*TASKS TO COMPLETE*:
a - According to the article on climate change training in the SADC region, on what date was SARUA's eighth colloquium on climate change held?
b - Print the passage of the article on climate change training in the SADC region between "Specialists in every" and "social learning systems.", inclusive.
c - List every organization or initiative that the article on climate change training in the SADC region names in full alongside an abbreviation.

*EXCERPT PROVIDED*:
-- begin --
Specialists in every ministry and organisation in the Southern African Development Community (SADC) region should be trained to adapt to and mitigate climate change, according to Professor Heila Lotz-Sisitka, who holds the South African Research Chairs Initiative (SARChI) chair in global change and social learning systems.

Universities, therefore, need to introduce programmes on climate change in the short and long term to increase capacity in communities.

This could ensure that communities are well informed on issues of climate change and that they have survival skills, Lotz-Sisitka said during a presentation at the Southern African Regional Universities Association’s (SARUA) eighth colloquium on climate change held virtually on 22 June 2021.

The colloquium is part of SARUA’s regional universities programme on climate change that was initiated by SADC university vice-chancellors in 2010.

Lotz-Sisitka said that SADC is faced with short-term and long-term climate change crises, but the higher education sector is responding too slowly. “A university masters degree in climate change will create a feeder mechanism for more PhDs and more informed policy responses over time,” she said.
-- end --
*MATERIAL*:
-- begin --
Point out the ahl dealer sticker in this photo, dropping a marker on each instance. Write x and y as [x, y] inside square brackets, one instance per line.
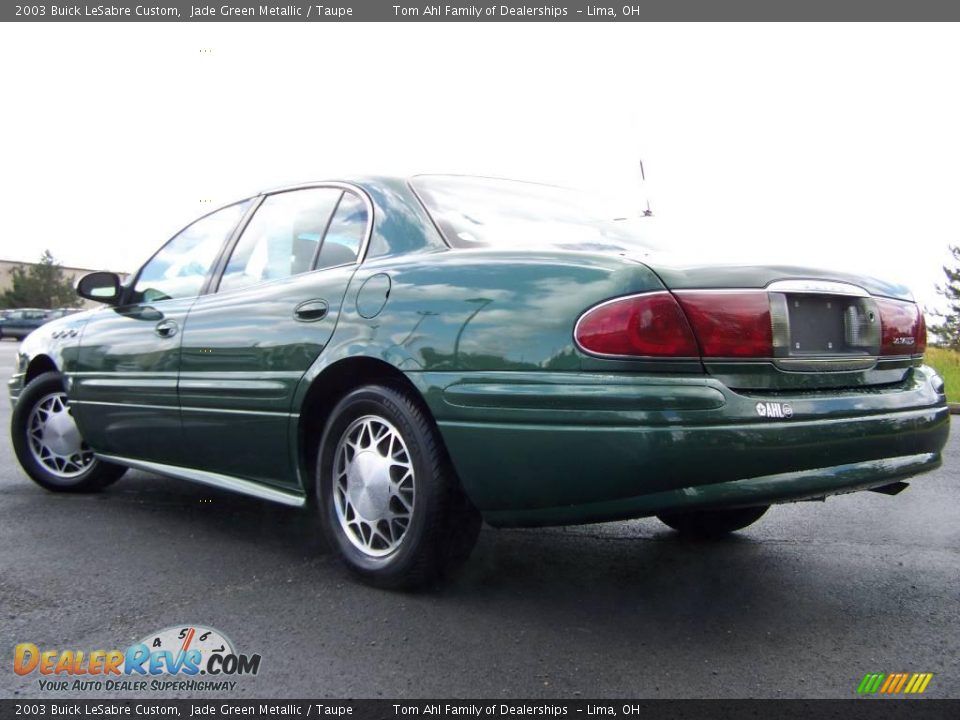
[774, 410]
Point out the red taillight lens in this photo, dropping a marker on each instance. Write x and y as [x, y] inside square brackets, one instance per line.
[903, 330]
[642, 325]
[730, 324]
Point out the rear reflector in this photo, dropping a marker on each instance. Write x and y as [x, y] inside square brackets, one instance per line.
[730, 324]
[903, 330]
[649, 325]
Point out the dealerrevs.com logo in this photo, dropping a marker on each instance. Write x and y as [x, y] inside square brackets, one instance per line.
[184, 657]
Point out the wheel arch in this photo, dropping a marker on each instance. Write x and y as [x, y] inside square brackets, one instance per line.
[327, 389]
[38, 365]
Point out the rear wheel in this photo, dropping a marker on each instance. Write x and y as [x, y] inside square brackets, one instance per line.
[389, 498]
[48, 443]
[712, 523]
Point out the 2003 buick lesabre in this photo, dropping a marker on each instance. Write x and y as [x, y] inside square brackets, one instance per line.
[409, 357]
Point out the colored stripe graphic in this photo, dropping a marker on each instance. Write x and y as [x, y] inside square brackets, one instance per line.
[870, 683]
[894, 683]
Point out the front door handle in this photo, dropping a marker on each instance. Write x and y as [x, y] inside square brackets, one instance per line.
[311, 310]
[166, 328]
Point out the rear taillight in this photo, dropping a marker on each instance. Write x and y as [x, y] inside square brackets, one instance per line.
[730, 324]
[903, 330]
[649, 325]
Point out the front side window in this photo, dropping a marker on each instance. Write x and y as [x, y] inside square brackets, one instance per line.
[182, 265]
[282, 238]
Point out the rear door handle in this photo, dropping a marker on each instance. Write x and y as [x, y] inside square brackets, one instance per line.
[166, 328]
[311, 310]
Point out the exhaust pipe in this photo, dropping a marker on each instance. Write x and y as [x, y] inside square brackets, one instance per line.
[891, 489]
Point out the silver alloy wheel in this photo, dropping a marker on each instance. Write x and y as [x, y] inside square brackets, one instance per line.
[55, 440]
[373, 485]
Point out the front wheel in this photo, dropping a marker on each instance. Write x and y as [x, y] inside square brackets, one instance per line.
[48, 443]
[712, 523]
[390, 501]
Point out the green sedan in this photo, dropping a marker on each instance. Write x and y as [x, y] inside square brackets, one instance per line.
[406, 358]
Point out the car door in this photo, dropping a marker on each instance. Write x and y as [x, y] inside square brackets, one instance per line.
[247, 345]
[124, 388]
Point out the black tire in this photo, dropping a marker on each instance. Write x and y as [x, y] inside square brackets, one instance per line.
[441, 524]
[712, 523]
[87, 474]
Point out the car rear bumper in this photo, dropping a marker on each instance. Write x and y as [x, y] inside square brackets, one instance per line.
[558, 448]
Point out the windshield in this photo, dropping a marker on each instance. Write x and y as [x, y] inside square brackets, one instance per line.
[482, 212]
-- end --
-- begin --
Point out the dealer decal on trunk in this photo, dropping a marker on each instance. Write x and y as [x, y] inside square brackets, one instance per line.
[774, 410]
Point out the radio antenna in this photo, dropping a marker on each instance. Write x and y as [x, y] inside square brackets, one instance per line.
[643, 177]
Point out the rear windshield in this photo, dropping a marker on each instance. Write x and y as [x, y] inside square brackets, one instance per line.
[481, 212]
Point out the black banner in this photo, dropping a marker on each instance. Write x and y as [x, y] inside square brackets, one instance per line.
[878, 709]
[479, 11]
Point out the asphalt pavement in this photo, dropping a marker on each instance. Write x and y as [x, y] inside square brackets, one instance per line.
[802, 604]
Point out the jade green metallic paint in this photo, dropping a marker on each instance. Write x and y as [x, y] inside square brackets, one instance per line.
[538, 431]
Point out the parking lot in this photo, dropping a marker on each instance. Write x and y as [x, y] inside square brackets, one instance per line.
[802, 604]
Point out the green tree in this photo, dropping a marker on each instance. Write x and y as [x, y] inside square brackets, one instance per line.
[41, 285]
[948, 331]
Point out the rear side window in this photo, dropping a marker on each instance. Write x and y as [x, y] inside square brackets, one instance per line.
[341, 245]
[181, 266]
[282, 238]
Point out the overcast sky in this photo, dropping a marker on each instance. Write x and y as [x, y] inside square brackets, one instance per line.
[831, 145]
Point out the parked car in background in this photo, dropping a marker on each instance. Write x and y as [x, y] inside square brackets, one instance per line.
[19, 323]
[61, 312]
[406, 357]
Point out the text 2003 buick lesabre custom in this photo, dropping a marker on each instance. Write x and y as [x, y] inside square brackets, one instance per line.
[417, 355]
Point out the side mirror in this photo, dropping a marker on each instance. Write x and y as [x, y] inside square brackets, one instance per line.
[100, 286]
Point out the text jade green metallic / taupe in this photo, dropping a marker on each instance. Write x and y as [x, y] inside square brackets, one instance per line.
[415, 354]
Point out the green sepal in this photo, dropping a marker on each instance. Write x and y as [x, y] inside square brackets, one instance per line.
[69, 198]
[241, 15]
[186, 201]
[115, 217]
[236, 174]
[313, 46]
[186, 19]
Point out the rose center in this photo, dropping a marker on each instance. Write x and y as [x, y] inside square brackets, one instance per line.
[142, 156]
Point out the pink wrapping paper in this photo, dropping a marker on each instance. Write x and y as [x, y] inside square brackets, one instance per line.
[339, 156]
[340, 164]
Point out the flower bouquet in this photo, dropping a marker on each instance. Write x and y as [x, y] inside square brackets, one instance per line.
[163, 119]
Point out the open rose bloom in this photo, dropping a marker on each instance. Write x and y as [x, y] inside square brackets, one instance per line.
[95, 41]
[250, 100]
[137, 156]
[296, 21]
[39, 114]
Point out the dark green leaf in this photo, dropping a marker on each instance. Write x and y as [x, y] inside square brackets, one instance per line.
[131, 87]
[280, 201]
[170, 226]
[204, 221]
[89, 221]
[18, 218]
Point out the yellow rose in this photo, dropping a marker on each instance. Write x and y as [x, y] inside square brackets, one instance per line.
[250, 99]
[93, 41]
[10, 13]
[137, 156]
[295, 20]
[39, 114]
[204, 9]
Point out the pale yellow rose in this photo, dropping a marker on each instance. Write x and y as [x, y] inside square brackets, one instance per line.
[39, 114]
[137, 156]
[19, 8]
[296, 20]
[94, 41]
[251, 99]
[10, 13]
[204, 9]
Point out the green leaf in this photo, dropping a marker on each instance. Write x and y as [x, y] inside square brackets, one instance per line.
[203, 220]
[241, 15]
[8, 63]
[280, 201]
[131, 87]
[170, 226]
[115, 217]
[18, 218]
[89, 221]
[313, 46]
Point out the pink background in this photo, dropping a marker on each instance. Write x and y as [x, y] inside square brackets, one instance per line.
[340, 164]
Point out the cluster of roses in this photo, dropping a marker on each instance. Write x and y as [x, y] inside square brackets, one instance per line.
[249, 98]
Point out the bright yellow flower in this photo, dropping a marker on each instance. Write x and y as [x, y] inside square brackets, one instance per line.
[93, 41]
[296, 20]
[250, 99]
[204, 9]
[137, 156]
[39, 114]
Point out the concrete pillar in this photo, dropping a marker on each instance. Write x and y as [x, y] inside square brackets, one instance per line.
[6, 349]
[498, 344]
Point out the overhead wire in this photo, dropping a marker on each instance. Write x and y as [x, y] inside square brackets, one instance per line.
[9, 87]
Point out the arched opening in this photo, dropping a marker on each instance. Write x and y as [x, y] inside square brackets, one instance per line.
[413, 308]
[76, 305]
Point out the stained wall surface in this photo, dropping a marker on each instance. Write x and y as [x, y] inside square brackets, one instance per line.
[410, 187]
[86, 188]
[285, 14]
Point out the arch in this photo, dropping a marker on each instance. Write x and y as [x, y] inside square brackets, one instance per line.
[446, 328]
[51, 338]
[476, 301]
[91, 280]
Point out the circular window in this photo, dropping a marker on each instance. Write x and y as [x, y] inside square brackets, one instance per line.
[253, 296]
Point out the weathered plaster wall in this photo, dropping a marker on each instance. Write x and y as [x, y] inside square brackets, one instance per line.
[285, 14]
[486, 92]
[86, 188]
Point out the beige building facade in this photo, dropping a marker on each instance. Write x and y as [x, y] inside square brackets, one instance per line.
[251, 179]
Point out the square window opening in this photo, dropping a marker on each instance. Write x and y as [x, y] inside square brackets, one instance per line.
-- end --
*EXPECTED RESPONSES*:
a - 22 June 2021

b -
Specialists in every ministry and organisation in the Southern African Development Community (SADC) region should be trained to adapt to and mitigate climate change, according to Professor Heila Lotz-Sisitka, who holds the South African Research Chairs Initiative (SARChI) chair in global change and social learning systems.

c -
- Southern African Development Community (SADC)
- South African Research Chairs Initiative (SARChI)
- Southern African Regional Universities Association (SARUA)